* Given task
Retype the lines below exactly, starting with the line containing "of the striped" and ending with the line containing "x=656 y=347", both included.

##### Supplied entries

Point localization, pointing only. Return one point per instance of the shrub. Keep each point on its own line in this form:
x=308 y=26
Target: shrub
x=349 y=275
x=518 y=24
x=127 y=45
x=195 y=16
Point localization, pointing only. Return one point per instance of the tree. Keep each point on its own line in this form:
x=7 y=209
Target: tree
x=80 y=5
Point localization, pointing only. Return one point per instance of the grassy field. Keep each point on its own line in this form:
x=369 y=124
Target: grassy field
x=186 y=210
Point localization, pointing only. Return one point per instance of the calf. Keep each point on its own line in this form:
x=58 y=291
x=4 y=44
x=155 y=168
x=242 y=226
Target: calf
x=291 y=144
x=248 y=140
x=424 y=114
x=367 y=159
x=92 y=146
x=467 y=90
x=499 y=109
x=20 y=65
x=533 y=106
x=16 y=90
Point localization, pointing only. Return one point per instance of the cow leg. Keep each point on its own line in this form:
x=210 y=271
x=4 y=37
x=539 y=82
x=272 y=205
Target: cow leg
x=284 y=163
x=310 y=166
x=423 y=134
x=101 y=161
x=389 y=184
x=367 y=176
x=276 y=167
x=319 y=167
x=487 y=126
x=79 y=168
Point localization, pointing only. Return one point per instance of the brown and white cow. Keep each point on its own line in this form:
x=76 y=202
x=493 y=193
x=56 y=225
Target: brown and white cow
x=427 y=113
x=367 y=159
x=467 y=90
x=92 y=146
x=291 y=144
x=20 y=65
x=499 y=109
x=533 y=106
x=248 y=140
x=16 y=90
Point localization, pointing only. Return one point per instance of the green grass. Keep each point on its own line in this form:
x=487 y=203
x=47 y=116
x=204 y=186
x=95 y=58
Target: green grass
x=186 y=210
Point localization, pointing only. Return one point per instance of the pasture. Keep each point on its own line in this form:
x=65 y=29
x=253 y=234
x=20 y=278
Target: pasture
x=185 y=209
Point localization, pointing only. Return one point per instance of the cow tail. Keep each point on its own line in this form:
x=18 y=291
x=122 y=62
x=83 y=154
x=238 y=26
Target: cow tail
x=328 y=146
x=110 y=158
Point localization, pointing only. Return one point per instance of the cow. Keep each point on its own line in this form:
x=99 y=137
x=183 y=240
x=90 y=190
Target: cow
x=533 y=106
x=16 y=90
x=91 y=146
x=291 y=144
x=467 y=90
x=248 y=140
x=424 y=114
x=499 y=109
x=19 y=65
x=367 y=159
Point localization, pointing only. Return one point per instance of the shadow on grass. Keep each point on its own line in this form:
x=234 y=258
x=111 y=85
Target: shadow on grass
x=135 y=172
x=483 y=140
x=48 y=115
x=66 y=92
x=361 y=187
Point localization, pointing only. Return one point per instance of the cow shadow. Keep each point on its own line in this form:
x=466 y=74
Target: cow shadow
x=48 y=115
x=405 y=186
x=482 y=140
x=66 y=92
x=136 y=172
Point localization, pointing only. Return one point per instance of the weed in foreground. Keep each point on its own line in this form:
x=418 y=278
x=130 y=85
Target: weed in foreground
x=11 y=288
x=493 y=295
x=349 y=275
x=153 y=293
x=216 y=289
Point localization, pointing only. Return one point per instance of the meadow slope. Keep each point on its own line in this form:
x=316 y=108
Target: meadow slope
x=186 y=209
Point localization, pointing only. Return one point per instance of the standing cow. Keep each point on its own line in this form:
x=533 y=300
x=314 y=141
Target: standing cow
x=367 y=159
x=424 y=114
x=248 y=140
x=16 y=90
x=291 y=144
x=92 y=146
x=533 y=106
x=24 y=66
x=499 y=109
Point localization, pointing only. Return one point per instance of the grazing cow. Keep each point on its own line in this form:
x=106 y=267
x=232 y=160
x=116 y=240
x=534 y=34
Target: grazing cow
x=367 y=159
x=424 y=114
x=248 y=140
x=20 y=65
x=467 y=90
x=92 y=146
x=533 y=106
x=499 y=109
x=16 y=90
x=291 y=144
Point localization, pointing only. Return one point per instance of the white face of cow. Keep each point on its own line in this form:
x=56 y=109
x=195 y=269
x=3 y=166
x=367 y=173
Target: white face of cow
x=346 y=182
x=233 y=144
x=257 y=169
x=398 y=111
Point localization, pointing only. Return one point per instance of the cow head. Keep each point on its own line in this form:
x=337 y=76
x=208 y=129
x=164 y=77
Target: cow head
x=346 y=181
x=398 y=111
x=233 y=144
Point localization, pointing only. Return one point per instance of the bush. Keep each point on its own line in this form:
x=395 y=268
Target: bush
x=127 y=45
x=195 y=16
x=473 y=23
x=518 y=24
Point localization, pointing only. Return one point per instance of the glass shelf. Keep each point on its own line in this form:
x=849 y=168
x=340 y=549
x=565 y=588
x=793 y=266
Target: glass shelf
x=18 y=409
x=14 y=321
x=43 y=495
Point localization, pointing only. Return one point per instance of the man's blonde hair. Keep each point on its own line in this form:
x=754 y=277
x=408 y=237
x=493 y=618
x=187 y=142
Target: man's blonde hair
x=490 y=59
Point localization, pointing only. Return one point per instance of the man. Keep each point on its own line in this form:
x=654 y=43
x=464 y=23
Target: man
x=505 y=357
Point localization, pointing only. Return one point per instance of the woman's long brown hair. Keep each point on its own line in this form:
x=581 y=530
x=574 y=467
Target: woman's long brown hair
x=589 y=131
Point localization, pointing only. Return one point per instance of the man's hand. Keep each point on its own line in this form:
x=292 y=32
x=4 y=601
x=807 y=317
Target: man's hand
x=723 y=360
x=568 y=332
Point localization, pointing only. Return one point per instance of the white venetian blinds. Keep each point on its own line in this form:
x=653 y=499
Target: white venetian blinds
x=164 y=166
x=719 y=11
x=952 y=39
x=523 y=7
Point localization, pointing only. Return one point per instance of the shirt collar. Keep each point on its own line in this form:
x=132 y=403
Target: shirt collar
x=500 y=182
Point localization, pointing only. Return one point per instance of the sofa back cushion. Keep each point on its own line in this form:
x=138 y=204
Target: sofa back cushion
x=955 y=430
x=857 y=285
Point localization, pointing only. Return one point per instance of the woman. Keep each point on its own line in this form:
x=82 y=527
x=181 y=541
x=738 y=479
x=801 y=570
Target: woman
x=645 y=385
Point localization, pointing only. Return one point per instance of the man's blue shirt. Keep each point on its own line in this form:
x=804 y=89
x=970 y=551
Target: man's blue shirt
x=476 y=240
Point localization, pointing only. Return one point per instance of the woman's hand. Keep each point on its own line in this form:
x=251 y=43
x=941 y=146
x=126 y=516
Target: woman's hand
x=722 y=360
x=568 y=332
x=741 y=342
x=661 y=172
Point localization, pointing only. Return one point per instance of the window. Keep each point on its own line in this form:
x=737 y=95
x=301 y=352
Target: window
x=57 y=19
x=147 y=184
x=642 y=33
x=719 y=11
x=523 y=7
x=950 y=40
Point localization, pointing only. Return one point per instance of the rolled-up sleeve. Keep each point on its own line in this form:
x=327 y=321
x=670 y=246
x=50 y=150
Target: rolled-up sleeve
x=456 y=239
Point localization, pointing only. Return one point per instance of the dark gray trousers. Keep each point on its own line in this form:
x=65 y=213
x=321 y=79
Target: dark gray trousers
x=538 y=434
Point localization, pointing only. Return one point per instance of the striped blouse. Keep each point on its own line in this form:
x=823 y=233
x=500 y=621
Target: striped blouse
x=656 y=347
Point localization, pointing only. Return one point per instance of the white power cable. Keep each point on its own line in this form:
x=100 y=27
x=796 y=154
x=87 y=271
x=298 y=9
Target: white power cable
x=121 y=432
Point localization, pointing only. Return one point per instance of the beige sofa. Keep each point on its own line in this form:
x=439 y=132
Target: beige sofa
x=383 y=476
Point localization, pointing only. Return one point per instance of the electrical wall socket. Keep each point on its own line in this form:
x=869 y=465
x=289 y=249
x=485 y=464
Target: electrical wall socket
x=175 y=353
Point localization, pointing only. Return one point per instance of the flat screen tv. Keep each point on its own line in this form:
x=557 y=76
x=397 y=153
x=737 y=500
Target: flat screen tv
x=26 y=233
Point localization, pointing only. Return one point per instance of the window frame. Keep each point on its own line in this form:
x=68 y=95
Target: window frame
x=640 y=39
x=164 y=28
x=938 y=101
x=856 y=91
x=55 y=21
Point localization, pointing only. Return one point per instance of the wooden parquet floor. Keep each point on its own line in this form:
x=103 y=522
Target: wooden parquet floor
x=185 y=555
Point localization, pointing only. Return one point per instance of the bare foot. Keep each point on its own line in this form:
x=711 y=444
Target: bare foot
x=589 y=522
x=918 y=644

##########

* Correct answer
Point localization, pointing only. Return one point per instance of the striped blouse. Keep each point on its own line in this form:
x=823 y=233
x=500 y=621
Target: striped blouse
x=656 y=347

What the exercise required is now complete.